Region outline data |
○ ○ ○ ○
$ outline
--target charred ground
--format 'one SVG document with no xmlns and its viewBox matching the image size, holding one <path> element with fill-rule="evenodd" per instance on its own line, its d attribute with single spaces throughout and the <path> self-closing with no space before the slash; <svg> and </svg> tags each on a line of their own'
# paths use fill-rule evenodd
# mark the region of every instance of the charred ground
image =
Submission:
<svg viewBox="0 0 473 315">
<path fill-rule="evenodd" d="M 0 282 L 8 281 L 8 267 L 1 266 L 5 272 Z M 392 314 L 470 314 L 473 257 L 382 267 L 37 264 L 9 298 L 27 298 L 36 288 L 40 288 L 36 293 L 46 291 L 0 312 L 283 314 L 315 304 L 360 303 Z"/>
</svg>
○ ○ ○ ○
PROBLEM REQUIREMENTS | Please write out all of the data above again, requests included. Multiply every coordinate and viewBox dimension in the answers by 2.35 and round each to a whole number, with halves rounded up.

FULL ANSWER |
$ outline
--target charred ground
--format 'one SVG document with no xmlns and its viewBox matching the image size, holding one <path> element with fill-rule="evenodd" per instance on its own line, its d attribute with single spaces throughout and the <path> self-closing with no space before the slash; <svg> and </svg> tags each on a line of their own'
# paths use fill-rule evenodd
# mark the region of every instance of the charred ground
image =
Submission:
<svg viewBox="0 0 1112 740">
<path fill-rule="evenodd" d="M 0 663 L 19 660 L 19 627 L 2 625 L 12 639 Z M 921 738 L 1105 738 L 1112 604 L 898 627 L 87 620 L 21 700 L 63 700 L 85 677 L 94 677 L 85 689 L 108 684 L 0 733 L 665 738 L 740 714 L 846 712 Z"/>
</svg>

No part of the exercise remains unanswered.